### Direction
Please locate each line in the records that contains the string "metal" with the same capitalization, and copy those lines out.

Excerpts from a pointing dataset
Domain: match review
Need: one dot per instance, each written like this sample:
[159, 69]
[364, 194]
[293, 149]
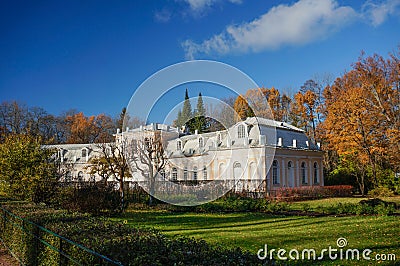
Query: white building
[257, 154]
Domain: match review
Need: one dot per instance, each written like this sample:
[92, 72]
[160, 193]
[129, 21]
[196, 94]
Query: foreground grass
[251, 231]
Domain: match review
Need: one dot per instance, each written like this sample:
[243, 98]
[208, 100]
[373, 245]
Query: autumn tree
[26, 170]
[89, 129]
[362, 113]
[147, 156]
[242, 108]
[112, 162]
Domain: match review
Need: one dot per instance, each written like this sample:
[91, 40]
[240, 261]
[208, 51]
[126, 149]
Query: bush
[94, 198]
[313, 192]
[129, 246]
[381, 192]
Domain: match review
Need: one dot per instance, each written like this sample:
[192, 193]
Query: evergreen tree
[178, 121]
[186, 113]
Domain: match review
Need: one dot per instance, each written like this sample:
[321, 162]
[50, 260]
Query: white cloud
[302, 22]
[377, 13]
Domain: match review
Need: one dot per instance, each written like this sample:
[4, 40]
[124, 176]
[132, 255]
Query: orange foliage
[89, 129]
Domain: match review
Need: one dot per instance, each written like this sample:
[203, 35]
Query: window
[303, 173]
[316, 181]
[179, 145]
[162, 173]
[80, 176]
[147, 143]
[84, 152]
[275, 172]
[241, 131]
[174, 174]
[218, 139]
[200, 142]
[195, 173]
[68, 176]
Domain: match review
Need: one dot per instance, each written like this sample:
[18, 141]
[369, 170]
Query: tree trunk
[122, 194]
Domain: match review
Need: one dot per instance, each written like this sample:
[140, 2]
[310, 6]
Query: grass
[251, 231]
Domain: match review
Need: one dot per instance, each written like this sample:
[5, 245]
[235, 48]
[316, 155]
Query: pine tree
[199, 122]
[178, 122]
[186, 114]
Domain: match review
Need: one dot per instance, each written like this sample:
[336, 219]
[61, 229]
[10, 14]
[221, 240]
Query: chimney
[261, 139]
[280, 142]
[228, 141]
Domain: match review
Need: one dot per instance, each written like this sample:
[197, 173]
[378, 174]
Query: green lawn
[251, 231]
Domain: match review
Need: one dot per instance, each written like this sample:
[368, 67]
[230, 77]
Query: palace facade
[257, 154]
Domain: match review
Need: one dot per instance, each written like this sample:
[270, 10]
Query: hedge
[117, 241]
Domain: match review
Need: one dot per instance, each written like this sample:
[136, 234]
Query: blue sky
[92, 55]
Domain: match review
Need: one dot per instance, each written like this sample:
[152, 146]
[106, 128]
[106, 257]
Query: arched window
[221, 169]
[201, 142]
[316, 178]
[195, 173]
[303, 173]
[204, 172]
[147, 143]
[179, 145]
[174, 174]
[162, 173]
[290, 174]
[275, 172]
[80, 176]
[241, 131]
[218, 139]
[68, 176]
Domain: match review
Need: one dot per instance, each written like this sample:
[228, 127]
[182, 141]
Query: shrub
[313, 192]
[381, 192]
[129, 246]
[94, 198]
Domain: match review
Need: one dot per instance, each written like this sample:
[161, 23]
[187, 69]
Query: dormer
[179, 145]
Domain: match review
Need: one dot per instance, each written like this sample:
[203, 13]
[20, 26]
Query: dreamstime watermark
[338, 252]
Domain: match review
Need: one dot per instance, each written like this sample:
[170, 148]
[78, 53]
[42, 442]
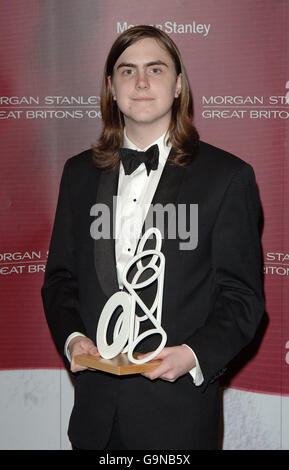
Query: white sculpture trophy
[126, 335]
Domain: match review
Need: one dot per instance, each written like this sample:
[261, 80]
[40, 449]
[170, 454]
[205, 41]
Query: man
[212, 300]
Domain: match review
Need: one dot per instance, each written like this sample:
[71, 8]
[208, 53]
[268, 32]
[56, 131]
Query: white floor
[35, 408]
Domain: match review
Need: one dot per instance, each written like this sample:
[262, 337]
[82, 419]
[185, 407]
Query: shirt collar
[164, 149]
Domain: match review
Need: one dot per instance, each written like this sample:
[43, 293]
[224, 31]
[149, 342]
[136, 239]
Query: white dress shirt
[135, 194]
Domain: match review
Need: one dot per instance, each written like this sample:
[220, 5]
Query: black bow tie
[131, 159]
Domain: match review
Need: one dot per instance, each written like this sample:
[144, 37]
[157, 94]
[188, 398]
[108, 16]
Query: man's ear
[178, 85]
[111, 86]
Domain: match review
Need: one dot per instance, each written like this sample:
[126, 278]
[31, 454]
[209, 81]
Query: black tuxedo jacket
[212, 298]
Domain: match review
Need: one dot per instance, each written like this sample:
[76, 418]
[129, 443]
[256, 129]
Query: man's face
[145, 83]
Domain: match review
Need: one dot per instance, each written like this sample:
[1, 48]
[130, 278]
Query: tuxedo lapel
[104, 248]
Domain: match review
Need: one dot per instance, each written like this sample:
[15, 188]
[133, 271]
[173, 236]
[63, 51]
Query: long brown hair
[182, 134]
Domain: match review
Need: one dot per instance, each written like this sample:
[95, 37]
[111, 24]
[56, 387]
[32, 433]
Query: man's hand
[81, 345]
[176, 361]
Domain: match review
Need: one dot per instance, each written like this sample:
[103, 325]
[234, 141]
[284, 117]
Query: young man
[212, 299]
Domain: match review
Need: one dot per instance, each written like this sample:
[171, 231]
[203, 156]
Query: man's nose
[142, 80]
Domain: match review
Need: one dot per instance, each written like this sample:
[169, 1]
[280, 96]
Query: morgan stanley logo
[175, 222]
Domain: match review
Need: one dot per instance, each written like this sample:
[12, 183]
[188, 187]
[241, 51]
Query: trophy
[120, 357]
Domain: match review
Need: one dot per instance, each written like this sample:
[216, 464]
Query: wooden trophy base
[119, 365]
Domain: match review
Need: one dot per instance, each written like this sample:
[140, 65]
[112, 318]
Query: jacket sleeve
[60, 289]
[236, 258]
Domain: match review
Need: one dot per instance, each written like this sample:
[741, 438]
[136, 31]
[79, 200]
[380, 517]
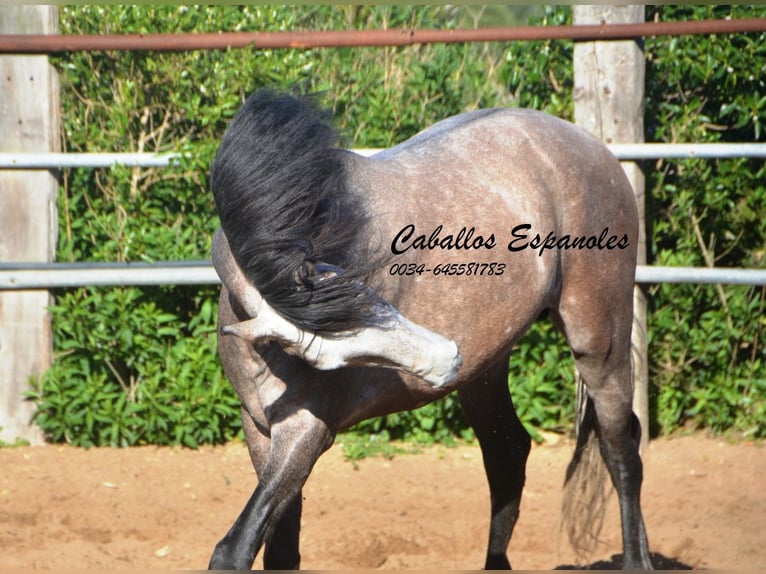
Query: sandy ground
[160, 508]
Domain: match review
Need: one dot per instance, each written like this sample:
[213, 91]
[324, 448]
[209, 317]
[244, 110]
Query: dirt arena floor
[157, 508]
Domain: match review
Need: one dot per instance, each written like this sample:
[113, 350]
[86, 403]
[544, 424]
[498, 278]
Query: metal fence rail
[24, 276]
[635, 152]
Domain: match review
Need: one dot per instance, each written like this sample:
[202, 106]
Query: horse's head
[391, 341]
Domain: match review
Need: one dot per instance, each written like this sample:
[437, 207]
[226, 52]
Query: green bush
[139, 366]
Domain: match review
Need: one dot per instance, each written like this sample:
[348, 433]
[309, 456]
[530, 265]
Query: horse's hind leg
[282, 551]
[597, 323]
[505, 446]
[297, 441]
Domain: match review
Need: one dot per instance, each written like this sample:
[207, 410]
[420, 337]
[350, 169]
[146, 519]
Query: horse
[355, 286]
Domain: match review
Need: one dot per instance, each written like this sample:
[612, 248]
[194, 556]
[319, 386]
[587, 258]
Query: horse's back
[516, 178]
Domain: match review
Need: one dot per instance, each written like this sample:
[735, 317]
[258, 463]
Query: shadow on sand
[659, 561]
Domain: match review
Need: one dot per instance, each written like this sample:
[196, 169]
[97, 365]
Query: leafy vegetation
[138, 365]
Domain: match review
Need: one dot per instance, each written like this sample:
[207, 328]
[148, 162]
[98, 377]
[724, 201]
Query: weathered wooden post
[29, 101]
[609, 103]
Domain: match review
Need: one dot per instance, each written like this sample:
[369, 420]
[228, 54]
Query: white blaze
[396, 342]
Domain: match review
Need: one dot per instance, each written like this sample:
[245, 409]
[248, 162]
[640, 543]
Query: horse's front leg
[505, 446]
[273, 510]
[282, 552]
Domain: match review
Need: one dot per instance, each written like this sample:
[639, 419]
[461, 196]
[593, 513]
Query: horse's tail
[586, 488]
[279, 183]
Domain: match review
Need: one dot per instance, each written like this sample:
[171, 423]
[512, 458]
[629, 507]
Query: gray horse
[358, 286]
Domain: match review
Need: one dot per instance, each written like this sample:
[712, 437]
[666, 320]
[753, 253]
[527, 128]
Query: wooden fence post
[609, 103]
[29, 102]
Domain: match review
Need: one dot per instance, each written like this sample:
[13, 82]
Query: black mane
[279, 184]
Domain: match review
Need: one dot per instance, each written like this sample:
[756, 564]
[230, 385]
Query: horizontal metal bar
[20, 276]
[54, 43]
[86, 160]
[707, 275]
[637, 151]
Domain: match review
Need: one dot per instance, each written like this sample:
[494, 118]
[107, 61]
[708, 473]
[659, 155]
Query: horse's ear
[312, 273]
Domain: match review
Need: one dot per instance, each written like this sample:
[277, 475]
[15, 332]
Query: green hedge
[138, 365]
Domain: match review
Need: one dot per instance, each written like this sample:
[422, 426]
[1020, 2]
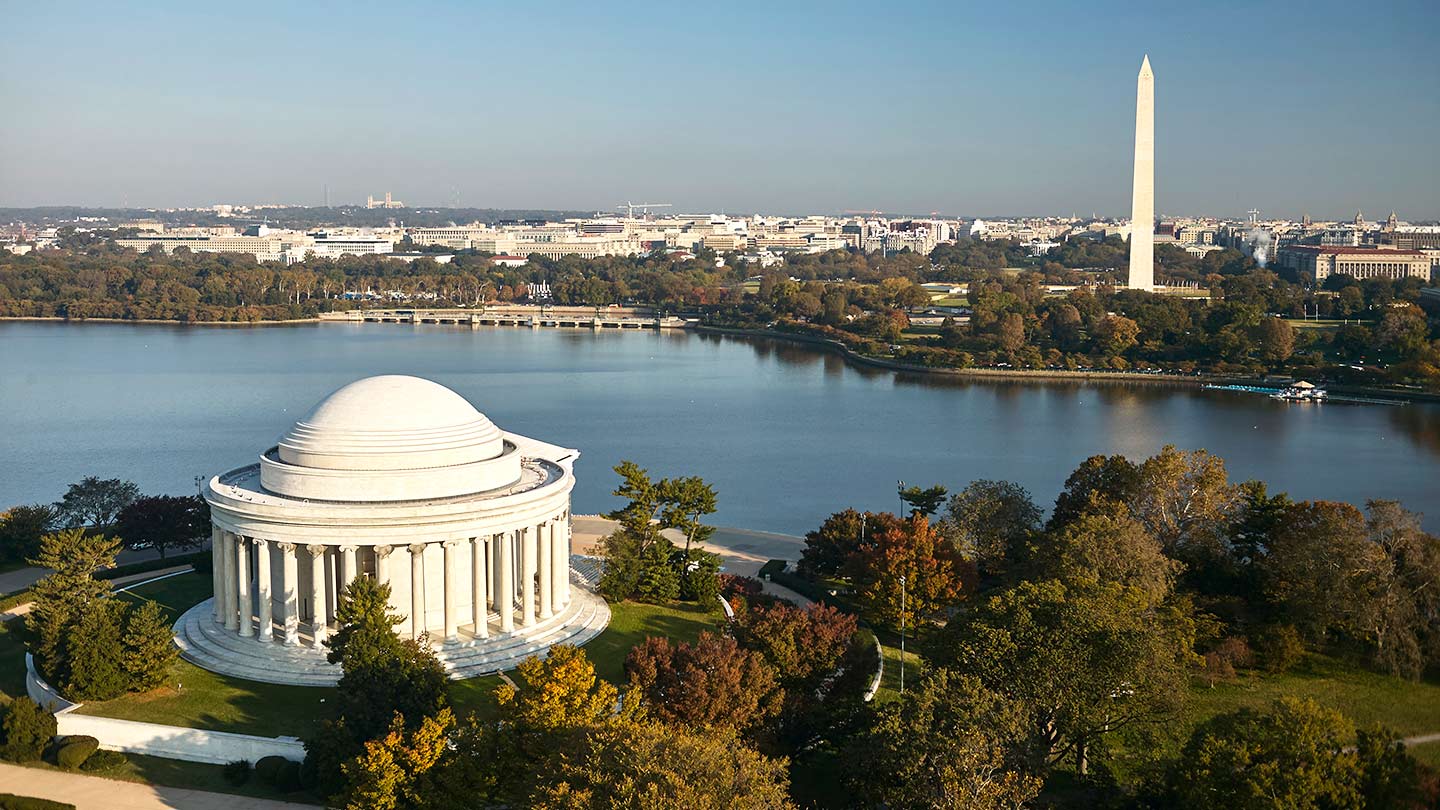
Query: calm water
[786, 434]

### Worked answer
Query: metal fence rail
Query: horizontal metal bar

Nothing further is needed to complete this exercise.